## Aim of the exercise
Please repeat the records starting at the line containing "body emerging from" and ending at the end of the records, both included, changing "Holes" to "Gaps" and leaving everything else as it is. Leave the pictures out of your answer.

## Records for processing
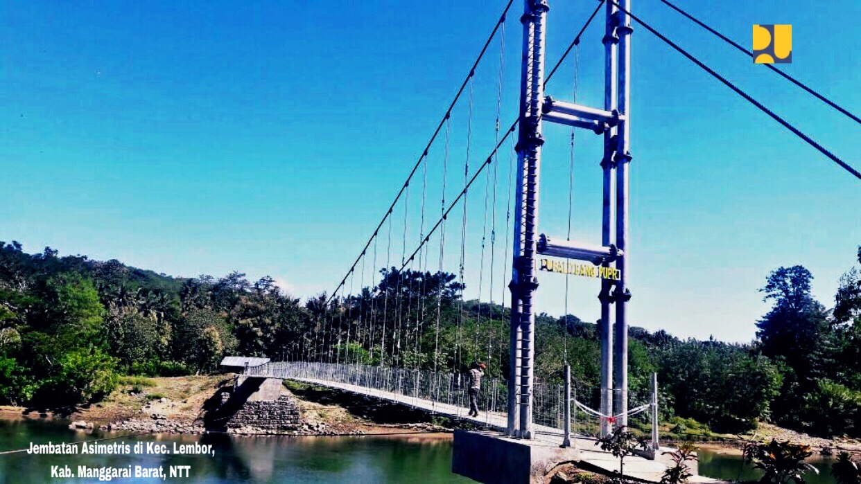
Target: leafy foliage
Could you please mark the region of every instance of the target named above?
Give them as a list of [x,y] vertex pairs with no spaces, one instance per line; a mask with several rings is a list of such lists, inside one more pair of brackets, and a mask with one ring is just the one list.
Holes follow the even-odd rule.
[[816,468],[806,463],[804,459],[813,455],[809,445],[798,445],[790,442],[753,443],[745,447],[745,461],[760,469],[765,475],[760,482],[772,484],[804,484],[804,474]]
[[[861,434],[859,270],[840,279],[830,312],[812,297],[807,269],[775,270],[763,287],[772,307],[749,344],[630,328],[630,394],[647,392],[656,371],[661,420],[680,432],[708,432],[698,422],[735,432],[771,420]],[[488,377],[505,378],[510,310],[465,301],[463,289],[455,274],[388,267],[352,295],[300,301],[269,277],[172,278],[0,242],[0,403],[91,401],[116,374],[208,372],[230,354],[449,372],[483,360]],[[597,407],[597,326],[542,313],[535,336],[536,378],[561,383],[567,349],[579,399]]]
[[629,432],[625,426],[613,428],[613,432],[598,438],[595,445],[599,445],[602,450],[606,450],[619,458],[619,475],[625,474],[625,457],[630,456],[637,449],[647,449],[648,443]]
[[694,450],[693,445],[690,443],[683,443],[678,446],[678,449],[672,452],[661,452],[665,456],[670,456],[675,464],[666,468],[666,470],[664,471],[660,476],[661,484],[680,484],[686,482],[688,478],[693,475],[687,463],[697,460],[697,454]]

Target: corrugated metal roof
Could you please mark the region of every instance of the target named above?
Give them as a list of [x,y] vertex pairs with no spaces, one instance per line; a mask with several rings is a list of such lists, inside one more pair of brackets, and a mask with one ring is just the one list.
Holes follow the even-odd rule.
[[269,362],[268,358],[254,358],[250,356],[226,356],[221,360],[221,366],[260,366]]

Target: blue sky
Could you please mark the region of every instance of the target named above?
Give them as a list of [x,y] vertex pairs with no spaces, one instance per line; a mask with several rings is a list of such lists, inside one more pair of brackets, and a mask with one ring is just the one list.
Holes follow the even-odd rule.
[[[549,62],[592,5],[551,3]],[[29,252],[50,245],[61,254],[116,258],[177,276],[269,274],[299,297],[331,291],[420,155],[504,6],[3,3],[0,240],[18,240]],[[744,46],[753,23],[792,24],[793,63],[784,68],[861,112],[861,37],[833,32],[834,19],[861,14],[857,2],[684,6]],[[861,166],[857,124],[658,0],[638,0],[635,9]],[[513,9],[503,54],[506,125],[516,113],[519,77],[519,2]],[[603,95],[599,23],[584,36],[579,64],[579,99],[596,106]],[[815,295],[830,305],[861,243],[861,183],[644,29],[636,29],[633,42],[632,323],[747,340],[767,310],[757,289],[781,265],[809,268]],[[493,143],[499,56],[494,42],[476,72],[470,170]],[[573,79],[569,61],[548,94],[570,99]],[[468,107],[468,96],[451,121],[449,200],[462,186]],[[546,132],[541,230],[559,236],[567,226],[567,136],[558,127]],[[428,224],[439,214],[442,141],[428,159]],[[495,164],[497,302],[509,156],[505,150]],[[598,138],[577,133],[573,234],[589,242],[600,241],[599,161]],[[485,181],[470,192],[468,297],[477,295],[482,267]],[[413,182],[408,250],[421,229],[421,184]],[[403,250],[402,210],[393,214],[393,263]],[[459,257],[461,221],[455,211],[447,230],[449,271]],[[435,267],[437,239],[431,247]],[[485,299],[489,248],[488,242]],[[378,250],[381,266],[385,246]],[[369,255],[366,284],[370,266]],[[542,274],[541,283],[539,309],[561,314],[564,278]],[[569,312],[594,321],[598,289],[595,281],[572,279]]]

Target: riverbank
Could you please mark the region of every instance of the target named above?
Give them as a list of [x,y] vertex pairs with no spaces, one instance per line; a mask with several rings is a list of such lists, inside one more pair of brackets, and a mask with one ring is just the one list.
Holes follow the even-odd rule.
[[[230,375],[179,377],[125,377],[103,401],[76,408],[0,407],[0,419],[49,419],[69,421],[70,428],[134,433],[199,434],[213,432],[206,414],[214,400],[232,385]],[[362,399],[340,392],[288,383],[285,393],[295,399],[300,424],[295,430],[241,427],[242,435],[382,435],[447,432],[454,425],[421,412]]]
[[[742,448],[746,442],[769,441],[772,438],[777,440],[778,442],[790,441],[793,444],[808,445],[814,452],[814,456],[822,456],[827,457],[829,456],[837,455],[841,451],[849,452],[853,456],[861,456],[861,440],[857,438],[849,438],[845,437],[816,437],[763,422],[757,426],[755,431],[735,436],[734,438],[729,438],[718,440],[691,443],[698,449],[708,449],[718,454],[740,455]],[[662,442],[672,446],[674,444],[683,441],[674,441],[672,438],[663,438]]]

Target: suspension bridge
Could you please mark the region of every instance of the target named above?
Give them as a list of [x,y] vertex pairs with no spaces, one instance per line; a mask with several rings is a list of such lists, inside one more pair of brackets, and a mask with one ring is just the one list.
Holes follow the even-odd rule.
[[[668,0],[660,2],[753,58],[753,52],[693,15]],[[246,374],[326,386],[496,431],[455,436],[455,470],[478,481],[538,481],[539,461],[544,465],[573,460],[618,470],[615,458],[596,450],[594,439],[620,426],[648,440],[645,457],[633,457],[626,475],[659,481],[666,465],[656,460],[660,450],[658,382],[653,376],[648,383],[629,388],[629,381],[635,28],[656,36],[839,168],[858,179],[861,174],[653,27],[647,12],[632,13],[630,0],[596,1],[585,18],[571,19],[581,27],[552,64],[545,61],[550,5],[545,0],[524,0],[523,12],[515,14],[512,3],[508,2],[496,17],[456,94],[418,150],[418,159],[359,255],[331,296],[314,302],[313,329],[285,350],[282,361],[246,369]],[[601,46],[596,46],[604,58],[604,103],[591,107],[579,99],[580,40],[590,26],[599,23],[597,19],[604,24]],[[508,33],[512,22],[522,32],[516,42],[519,49],[509,47],[514,43]],[[520,62],[506,62],[511,55]],[[763,65],[837,110],[848,122],[861,124],[855,114],[816,89],[773,65]],[[508,95],[515,91],[505,83],[508,69],[520,71],[516,95]],[[570,74],[567,83],[549,84],[563,71]],[[477,86],[479,83],[486,85]],[[551,88],[570,101],[548,95]],[[516,113],[506,118],[509,110]],[[580,149],[586,144],[579,137],[596,135],[601,138],[601,154]],[[562,144],[554,140],[564,143],[564,156],[558,152]],[[567,219],[554,224],[566,227],[564,236],[539,230],[542,154],[551,149],[557,151],[555,159],[567,158],[567,169],[556,170],[562,175],[549,179],[554,185],[567,185],[567,199],[544,200],[554,207],[567,206]],[[600,243],[572,238],[573,206],[579,201],[575,173],[592,175],[575,166],[580,158],[594,161],[596,185],[601,180],[601,207],[596,203],[594,211],[601,217],[601,233],[595,236]],[[536,317],[542,316],[536,293],[537,273],[542,271],[547,273],[542,284],[555,281],[565,287],[560,348],[542,347],[548,341],[536,341]],[[600,386],[595,388],[573,377],[568,361],[573,330],[567,316],[569,294],[575,285],[594,284],[584,278],[598,279],[599,286]],[[478,361],[486,362],[489,370],[477,395],[481,411],[469,417],[465,371]],[[502,453],[469,450],[475,442]],[[515,444],[521,445],[517,449],[525,449],[525,461],[505,456],[520,451],[511,446]],[[554,450],[542,454],[536,450],[542,444]]]

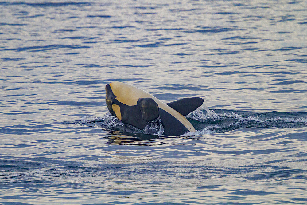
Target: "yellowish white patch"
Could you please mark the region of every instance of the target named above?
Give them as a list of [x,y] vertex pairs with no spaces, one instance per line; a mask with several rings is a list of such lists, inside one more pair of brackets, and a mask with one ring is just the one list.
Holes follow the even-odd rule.
[[[152,98],[158,104],[159,108],[173,116],[190,132],[195,132],[196,131],[193,125],[183,116],[148,93],[134,86],[120,82],[113,82],[109,85],[113,93],[116,97],[116,99],[122,103],[130,106],[135,105],[137,104],[138,100],[140,98],[143,97]],[[117,117],[121,120],[119,107],[117,105],[118,107],[117,108],[114,106],[115,105],[116,105],[113,104],[112,106],[113,110],[115,112]],[[119,115],[118,115],[118,113],[119,113]]]

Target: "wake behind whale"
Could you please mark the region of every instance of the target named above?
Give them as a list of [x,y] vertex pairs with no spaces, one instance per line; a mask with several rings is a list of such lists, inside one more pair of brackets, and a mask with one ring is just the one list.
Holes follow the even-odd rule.
[[[223,133],[253,127],[295,128],[307,127],[307,112],[272,111],[260,113],[226,109],[210,110],[203,104],[185,117],[195,128],[196,132],[188,132],[184,134],[185,135]],[[84,116],[75,122],[89,126],[94,125],[110,131],[118,131],[128,135],[163,135],[163,127],[158,119],[152,121],[150,127],[143,130],[124,123],[108,112],[101,117]]]

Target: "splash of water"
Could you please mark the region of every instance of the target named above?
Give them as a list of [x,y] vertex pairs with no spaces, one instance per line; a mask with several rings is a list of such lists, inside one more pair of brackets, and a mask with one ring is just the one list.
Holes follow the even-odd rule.
[[164,129],[162,126],[162,123],[160,117],[149,122],[150,125],[146,124],[143,129],[143,131],[145,134],[151,135],[162,135]]
[[203,104],[195,111],[186,116],[185,117],[203,122],[207,122],[208,120],[216,121],[220,119],[218,115],[209,110],[204,104]]

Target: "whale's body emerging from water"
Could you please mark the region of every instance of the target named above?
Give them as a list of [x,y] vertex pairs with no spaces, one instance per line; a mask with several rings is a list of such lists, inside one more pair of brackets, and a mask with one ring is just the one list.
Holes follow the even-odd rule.
[[106,102],[110,113],[123,122],[143,129],[148,122],[160,117],[163,134],[175,136],[195,132],[184,116],[200,106],[204,100],[186,98],[165,104],[140,89],[115,81],[106,86]]

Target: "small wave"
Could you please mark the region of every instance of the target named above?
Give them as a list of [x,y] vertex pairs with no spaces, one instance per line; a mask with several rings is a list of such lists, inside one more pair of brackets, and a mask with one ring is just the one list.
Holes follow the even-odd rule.
[[208,109],[204,104],[203,104],[194,111],[186,116],[185,117],[202,122],[207,122],[208,120],[220,120],[219,116]]
[[[307,113],[300,113],[297,116],[295,113],[286,112],[259,113],[227,110],[212,111],[204,104],[185,116],[196,131],[188,132],[184,136],[222,133],[246,128],[307,127]],[[148,122],[145,127],[141,130],[123,123],[109,112],[101,118],[85,116],[75,122],[78,124],[94,124],[109,130],[130,133],[161,135],[164,131],[160,118]]]

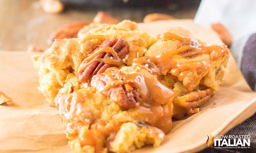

## Complete answer
Target: "whale's body emerging from water"
Could you please mark the region of every instance of the target named above?
Give them as a list of [x,y] vertex pairs with no spaces, one instance per line; a mask with several rings is a list of such lists, inside one more pair of brackets, and a mask with one ring is just the one list.
Gaps follow the even-odd rule.
[[106,102],[110,113],[123,122],[143,129],[148,122],[160,117],[163,134],[175,136],[195,132],[184,116],[200,106],[204,100],[186,98],[165,104],[140,89],[115,81],[106,86]]

Target: "small wave"
Could you please mark the region of every instance of the target named above?
Give them as a list of [x,y] vertex pairs with no spaces, one instance per line; a mask with several rings is a list of such lists, inside one more pair of brackets, and a mask with one ring is just the one list.
Gaps follow the even-odd rule.
[[208,109],[204,104],[203,104],[194,111],[186,116],[185,117],[202,122],[207,122],[208,120],[220,120],[219,116]]
[[[307,113],[300,113],[297,116],[295,113],[286,112],[259,113],[227,110],[212,111],[204,104],[185,116],[196,131],[188,132],[184,136],[222,133],[246,128],[307,127]],[[148,122],[145,127],[141,130],[123,123],[109,112],[101,118],[85,116],[75,122],[78,124],[94,124],[109,130],[130,133],[161,135],[164,131],[160,118]]]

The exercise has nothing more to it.